(EXERCISE REQUIREMENTS):
Copy the records word for word, starting at the line that contains "# point at: the snow" and stopping after the line that contains "# point at: the truck". Leave the pictures out of your copy.

(INFORMATION SHOWN):

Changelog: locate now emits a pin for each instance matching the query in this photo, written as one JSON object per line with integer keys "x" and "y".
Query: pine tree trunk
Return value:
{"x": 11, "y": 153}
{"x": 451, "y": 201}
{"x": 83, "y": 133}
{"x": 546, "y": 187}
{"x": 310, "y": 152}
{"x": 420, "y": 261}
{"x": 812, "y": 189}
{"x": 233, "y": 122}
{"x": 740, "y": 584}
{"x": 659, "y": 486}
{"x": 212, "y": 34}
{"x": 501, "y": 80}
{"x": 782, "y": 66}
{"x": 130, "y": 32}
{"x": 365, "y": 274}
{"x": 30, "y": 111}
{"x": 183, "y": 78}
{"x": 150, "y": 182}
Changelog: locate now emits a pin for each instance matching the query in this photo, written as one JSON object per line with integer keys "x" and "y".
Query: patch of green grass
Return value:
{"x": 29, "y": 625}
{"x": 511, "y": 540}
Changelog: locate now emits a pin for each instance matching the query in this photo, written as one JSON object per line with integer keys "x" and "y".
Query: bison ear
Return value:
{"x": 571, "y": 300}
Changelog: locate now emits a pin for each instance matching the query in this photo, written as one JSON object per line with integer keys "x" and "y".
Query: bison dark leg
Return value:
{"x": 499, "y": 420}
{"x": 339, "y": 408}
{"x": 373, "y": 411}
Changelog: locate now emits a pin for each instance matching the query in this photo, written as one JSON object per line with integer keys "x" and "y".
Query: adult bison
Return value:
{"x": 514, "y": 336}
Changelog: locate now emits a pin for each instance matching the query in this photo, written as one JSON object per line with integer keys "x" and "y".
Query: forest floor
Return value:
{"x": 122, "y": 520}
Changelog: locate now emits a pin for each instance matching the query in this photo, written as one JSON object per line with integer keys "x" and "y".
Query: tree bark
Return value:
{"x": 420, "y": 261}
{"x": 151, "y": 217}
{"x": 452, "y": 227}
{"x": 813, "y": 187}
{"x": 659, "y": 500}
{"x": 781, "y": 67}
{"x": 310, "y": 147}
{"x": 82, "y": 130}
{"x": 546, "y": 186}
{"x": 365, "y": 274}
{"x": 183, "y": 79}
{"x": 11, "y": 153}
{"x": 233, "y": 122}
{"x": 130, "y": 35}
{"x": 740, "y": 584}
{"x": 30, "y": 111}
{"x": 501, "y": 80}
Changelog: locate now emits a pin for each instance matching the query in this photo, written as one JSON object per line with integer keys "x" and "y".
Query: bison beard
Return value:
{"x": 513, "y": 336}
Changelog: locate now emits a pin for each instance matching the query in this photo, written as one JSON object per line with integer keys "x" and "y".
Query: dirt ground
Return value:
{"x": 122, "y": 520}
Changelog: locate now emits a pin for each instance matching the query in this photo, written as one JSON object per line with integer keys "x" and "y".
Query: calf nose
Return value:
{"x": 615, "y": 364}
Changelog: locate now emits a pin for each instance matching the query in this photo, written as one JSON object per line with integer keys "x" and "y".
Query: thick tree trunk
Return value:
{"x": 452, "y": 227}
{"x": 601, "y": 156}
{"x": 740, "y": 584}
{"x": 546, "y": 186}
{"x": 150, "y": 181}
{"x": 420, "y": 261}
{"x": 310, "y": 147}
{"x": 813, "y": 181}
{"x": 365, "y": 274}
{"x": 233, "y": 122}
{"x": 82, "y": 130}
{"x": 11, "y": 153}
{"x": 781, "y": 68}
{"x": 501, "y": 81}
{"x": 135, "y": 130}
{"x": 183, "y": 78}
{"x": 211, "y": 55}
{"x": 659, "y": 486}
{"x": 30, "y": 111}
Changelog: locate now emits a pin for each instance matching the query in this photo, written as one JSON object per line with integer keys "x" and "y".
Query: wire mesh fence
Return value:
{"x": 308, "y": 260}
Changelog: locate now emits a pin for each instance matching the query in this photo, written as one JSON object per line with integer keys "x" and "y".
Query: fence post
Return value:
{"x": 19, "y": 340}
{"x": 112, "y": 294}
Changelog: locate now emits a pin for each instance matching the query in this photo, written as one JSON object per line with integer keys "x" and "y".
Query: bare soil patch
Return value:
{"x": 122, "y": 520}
--
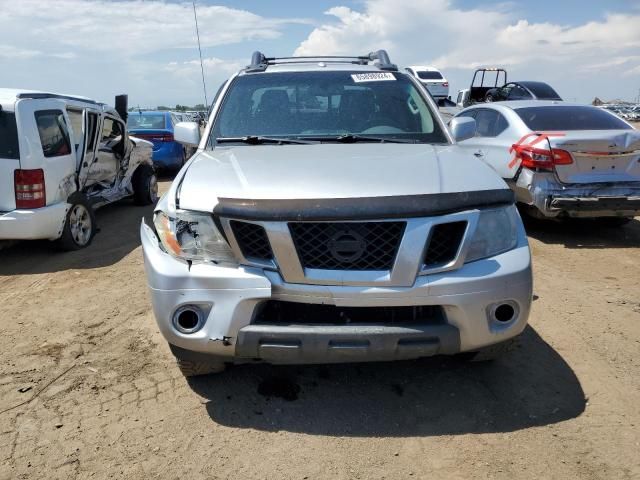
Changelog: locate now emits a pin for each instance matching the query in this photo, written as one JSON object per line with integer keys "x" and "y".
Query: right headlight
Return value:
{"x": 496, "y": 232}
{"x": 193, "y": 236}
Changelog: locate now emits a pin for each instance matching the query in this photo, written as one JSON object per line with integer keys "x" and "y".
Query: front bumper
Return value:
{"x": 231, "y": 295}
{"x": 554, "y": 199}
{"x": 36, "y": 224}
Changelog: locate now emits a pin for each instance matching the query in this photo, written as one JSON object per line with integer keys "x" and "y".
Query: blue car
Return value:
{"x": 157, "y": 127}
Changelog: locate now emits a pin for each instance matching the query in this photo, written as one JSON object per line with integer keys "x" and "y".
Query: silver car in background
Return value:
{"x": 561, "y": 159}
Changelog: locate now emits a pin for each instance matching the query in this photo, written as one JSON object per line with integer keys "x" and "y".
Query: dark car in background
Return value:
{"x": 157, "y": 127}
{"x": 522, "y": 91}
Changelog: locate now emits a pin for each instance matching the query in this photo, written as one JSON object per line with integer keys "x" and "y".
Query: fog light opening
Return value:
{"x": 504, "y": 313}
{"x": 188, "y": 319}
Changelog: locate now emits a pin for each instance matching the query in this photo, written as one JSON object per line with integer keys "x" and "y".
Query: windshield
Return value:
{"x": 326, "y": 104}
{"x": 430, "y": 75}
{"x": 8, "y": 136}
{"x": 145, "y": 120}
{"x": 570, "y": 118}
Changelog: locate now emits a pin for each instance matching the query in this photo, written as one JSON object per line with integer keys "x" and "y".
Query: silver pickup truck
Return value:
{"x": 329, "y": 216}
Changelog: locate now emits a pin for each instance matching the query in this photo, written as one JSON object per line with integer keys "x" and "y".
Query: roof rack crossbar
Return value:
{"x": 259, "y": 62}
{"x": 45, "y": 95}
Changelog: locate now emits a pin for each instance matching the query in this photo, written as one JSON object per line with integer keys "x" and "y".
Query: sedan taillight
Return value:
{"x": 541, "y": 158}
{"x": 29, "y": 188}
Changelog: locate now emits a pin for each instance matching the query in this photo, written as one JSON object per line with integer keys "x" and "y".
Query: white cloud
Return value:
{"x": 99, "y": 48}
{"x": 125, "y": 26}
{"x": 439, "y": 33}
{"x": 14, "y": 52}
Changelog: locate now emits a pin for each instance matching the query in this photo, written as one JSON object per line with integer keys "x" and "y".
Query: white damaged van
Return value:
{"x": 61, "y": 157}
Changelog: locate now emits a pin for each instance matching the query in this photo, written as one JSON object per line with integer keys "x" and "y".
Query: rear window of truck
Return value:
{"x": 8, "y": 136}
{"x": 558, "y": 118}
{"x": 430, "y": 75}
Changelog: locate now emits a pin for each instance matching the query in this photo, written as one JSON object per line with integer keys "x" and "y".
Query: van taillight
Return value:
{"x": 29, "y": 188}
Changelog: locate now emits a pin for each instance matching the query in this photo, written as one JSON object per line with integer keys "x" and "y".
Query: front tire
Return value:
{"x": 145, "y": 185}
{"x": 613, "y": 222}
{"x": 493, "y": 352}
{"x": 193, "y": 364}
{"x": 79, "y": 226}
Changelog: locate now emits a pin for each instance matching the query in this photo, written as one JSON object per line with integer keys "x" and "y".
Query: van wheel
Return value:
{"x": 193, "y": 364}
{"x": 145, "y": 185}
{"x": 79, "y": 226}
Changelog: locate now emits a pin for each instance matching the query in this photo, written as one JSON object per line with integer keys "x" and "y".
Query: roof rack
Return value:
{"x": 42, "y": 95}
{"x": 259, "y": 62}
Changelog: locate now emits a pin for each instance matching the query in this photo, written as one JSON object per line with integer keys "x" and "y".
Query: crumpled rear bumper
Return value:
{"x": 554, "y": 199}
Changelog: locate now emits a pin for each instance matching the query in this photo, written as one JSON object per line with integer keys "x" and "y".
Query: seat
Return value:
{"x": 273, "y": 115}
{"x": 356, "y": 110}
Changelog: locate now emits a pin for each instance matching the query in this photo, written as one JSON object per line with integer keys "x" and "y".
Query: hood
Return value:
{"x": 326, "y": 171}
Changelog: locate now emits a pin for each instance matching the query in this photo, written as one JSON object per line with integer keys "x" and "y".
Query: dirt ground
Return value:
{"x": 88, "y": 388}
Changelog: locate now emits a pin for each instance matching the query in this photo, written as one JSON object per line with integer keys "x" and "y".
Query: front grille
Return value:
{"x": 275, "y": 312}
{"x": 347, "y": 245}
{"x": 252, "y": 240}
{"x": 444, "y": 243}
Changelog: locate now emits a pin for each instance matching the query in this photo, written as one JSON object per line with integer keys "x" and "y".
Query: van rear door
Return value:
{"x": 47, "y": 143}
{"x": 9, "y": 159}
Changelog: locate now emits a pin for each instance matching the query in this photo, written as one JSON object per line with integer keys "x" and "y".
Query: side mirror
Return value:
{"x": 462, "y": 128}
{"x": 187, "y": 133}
...
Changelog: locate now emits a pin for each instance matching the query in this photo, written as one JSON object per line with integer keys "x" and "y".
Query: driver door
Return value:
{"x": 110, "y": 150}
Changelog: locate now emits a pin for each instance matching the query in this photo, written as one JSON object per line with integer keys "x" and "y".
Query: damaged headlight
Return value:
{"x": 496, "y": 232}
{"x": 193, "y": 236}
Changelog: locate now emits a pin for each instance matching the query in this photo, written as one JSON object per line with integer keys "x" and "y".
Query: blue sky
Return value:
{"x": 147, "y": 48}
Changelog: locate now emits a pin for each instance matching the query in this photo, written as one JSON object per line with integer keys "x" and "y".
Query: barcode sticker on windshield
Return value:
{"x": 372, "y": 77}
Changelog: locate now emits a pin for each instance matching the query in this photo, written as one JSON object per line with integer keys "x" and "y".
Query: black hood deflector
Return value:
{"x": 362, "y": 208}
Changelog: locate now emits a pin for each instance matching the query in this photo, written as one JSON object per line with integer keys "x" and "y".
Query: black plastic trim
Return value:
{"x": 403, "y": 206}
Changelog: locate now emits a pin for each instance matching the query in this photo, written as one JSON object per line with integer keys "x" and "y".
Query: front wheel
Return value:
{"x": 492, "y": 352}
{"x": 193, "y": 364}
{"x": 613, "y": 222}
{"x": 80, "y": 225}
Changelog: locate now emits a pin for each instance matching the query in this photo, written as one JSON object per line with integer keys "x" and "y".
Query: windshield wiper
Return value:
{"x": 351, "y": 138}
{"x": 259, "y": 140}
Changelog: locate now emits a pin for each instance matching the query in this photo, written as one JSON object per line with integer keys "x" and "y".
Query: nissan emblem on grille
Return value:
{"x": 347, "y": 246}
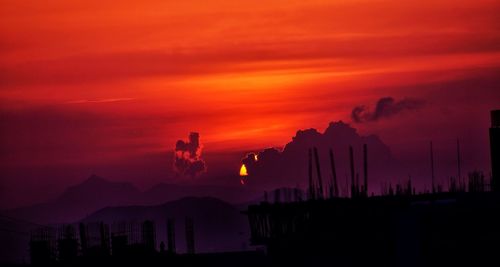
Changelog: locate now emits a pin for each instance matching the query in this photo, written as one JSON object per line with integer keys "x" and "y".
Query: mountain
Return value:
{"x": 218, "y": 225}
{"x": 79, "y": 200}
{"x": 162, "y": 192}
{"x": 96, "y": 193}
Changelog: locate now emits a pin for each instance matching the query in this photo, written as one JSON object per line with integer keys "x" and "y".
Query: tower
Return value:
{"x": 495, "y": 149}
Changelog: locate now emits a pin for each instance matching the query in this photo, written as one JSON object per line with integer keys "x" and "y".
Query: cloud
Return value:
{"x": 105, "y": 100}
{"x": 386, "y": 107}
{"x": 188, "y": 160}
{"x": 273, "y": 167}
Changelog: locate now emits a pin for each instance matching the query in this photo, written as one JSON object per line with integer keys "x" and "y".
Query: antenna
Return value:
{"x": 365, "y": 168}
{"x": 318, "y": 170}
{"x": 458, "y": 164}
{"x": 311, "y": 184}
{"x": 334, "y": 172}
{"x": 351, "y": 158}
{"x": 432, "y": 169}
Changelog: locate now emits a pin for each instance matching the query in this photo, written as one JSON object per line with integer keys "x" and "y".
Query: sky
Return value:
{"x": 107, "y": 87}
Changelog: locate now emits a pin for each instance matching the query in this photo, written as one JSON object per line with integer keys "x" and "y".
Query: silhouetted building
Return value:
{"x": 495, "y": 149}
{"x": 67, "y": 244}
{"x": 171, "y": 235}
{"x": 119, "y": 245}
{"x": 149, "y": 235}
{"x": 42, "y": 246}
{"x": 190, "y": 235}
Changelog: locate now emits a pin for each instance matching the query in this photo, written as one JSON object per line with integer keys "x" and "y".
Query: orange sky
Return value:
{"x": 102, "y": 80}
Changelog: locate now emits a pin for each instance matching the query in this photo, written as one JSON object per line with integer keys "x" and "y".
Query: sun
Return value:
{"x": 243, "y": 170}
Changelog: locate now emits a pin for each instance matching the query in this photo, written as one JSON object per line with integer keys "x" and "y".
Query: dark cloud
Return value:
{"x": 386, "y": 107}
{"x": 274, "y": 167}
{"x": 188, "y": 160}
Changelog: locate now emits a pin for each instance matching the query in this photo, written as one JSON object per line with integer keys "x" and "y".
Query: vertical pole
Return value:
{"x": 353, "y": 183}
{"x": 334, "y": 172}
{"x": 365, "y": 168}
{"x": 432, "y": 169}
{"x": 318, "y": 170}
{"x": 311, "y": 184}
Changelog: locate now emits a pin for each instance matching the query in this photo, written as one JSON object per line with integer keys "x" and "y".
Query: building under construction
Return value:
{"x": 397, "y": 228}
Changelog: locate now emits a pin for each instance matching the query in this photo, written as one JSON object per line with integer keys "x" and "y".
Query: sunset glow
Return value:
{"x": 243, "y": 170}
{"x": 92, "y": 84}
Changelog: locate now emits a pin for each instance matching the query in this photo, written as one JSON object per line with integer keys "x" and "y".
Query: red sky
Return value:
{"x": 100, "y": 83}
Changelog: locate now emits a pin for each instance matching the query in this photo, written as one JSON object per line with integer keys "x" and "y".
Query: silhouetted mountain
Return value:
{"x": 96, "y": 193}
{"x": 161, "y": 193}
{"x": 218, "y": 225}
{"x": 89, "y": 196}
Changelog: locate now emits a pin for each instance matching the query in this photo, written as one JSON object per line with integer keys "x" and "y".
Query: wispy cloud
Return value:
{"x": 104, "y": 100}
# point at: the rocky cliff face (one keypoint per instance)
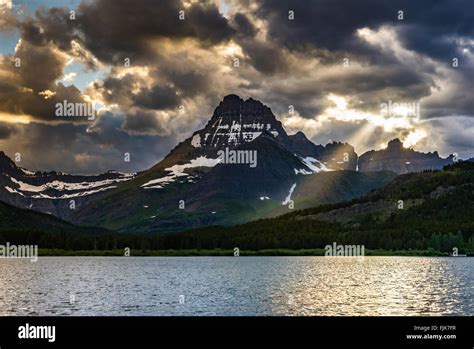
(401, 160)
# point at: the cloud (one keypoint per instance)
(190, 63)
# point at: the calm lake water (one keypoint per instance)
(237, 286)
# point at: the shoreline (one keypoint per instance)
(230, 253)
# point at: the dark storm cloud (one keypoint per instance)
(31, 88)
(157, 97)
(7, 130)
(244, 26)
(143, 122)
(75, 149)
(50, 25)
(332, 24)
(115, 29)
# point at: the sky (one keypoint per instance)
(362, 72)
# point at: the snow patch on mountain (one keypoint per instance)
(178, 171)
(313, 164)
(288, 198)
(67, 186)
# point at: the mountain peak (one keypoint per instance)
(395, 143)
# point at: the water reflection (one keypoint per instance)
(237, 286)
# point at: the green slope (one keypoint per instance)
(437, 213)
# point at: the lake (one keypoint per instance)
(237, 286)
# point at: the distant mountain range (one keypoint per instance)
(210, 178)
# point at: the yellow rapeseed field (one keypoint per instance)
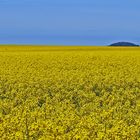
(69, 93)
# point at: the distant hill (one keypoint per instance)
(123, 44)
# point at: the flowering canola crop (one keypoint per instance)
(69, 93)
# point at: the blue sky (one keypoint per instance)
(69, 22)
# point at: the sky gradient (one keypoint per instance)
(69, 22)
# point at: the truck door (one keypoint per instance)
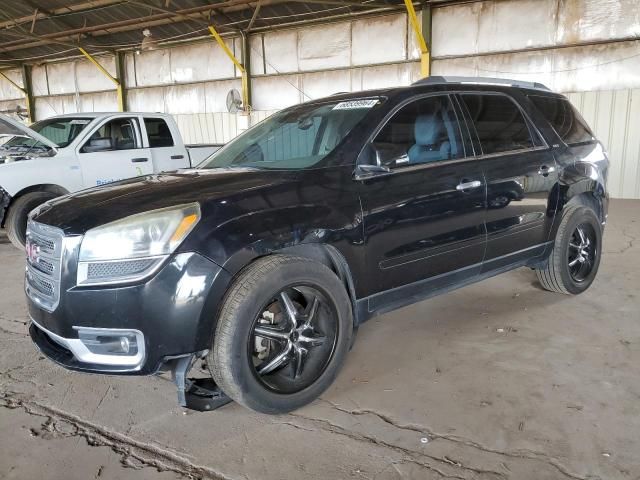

(WRITTEN RESPONSE):
# point at: the snow patch on mountain (one keypoint per instance)
(178, 171)
(313, 164)
(288, 198)
(67, 186)
# point at: the mountain peak (one keypoint per instance)
(395, 143)
# point at: the water reflection (one keypoint per instance)
(237, 286)
# point at: the green slope (one keypoint per instance)
(437, 213)
# point at: the lake (one keypoint per instance)
(237, 286)
# point at: the distant mountain range (one keypoint per instance)
(210, 178)
# point at: the yellow rapeseed field (one keypoint per instance)
(69, 93)
# point at: the distant hill (one keypoint per instance)
(123, 44)
# point at: the flowering canola crop (one keypoint per instance)
(69, 93)
# point at: the blue sky (one keypoint per instance)
(69, 22)
# point at: the sky gradient (one keypoint per instance)
(69, 22)
# point at: the truck door (one keypoint per instance)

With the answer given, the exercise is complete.